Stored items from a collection
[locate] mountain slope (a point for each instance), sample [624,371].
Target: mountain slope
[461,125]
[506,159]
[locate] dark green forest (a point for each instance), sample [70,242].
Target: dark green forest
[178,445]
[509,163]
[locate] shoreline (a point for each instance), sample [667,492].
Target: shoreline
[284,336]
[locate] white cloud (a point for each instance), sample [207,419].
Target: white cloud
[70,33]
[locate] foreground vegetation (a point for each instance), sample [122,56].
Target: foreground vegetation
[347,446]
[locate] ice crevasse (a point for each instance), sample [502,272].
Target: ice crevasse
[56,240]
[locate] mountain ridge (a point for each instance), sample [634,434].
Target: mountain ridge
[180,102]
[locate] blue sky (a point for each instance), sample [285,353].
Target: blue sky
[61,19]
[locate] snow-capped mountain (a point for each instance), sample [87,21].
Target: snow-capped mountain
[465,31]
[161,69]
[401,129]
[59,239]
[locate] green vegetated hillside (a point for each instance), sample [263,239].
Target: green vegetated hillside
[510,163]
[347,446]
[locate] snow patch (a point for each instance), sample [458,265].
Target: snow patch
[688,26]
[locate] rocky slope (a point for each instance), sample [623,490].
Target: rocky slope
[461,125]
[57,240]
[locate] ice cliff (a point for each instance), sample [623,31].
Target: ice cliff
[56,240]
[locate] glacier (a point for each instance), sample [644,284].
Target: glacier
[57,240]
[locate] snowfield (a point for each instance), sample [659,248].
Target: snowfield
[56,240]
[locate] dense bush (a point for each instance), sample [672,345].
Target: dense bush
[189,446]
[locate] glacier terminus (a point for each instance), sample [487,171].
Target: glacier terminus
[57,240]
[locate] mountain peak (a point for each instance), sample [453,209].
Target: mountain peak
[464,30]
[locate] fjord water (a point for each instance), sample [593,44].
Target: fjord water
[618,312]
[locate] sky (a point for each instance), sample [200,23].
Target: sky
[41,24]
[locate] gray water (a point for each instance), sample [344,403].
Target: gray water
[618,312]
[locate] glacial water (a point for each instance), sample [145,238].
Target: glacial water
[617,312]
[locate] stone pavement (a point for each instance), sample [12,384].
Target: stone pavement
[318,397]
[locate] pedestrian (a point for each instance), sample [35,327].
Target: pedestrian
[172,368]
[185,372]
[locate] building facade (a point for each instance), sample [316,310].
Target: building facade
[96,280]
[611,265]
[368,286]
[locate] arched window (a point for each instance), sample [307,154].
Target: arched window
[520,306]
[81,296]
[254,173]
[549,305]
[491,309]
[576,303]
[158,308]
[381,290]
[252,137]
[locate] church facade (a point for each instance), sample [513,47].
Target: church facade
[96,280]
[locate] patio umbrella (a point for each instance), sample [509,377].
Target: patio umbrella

## Exercise brief
For each line above that holds the string "patio", provide a copy of that line.

## Response
[locate] patio umbrella (a point for each instance), sample [509,377].
Target: patio umbrella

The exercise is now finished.